» TÂCHES DEMANDÉES
#1 À quel arrêt l'extrait sur la complicité renvoie-t-il ?
#2 Veuillez transcrire fidèlement l'extrait sur la complicité en commençant par les mots « Cette hypothèse impliquerait » et en vous arrêtant après « 6S.225/2003. ».

» EXTRAIT DU TEXTE
>>

Cette hypothèse impliquerait une situation plus favorable pour la
recourante,
qui, en raison de l'accessoriété de la complicité, se trouve dans un
rapport
de dépendance à l'égard de la participation principale. La recourante
devrait
alors être condamnée pour complicité de délit impossible de défaut de
vigilance en matière d'opérations financières. Aussi, l'admission du
pourvoi
d'A.X.________ implique-t-elle l'admission parallèle de celui de la
recourante, pour les mêmes motifs. Il est ainsi renvoyé à l'arrêt
6S.225/2003.

2.2 La recourante conteste également que les conditions pour retenir
sa
complicité soient réunies. A supposer fondée, cette critique est en
soi
susceptible de conduire à la libération de la recourante.

<<

» DONNÉES FOURNIES

>>

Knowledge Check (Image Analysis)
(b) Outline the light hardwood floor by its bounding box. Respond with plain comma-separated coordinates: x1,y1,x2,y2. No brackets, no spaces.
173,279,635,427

<<

» RÉPONSES
#1 Il renvoie à l'arrêt 6S.225/2003.

#2
Cette hypothèse impliquerait une situation plus favorable pour la
recourante,
qui, en raison de l'accessoriété de la complicité, se trouve dans un
rapport
de dépendance à l'égard de la participation principale. La recourante
devrait
alors être condamnée pour complicité de délit impossible de défaut de
vigilance en matière d'opérations financières. Aussi, l'admission du
pourvoi
d'A.X.________ implique-t-elle l'admission parallèle de celui de la
recourante, pour les mêmes motifs. Il est ainsi renvoyé à l'arrêt
6S.225/2003.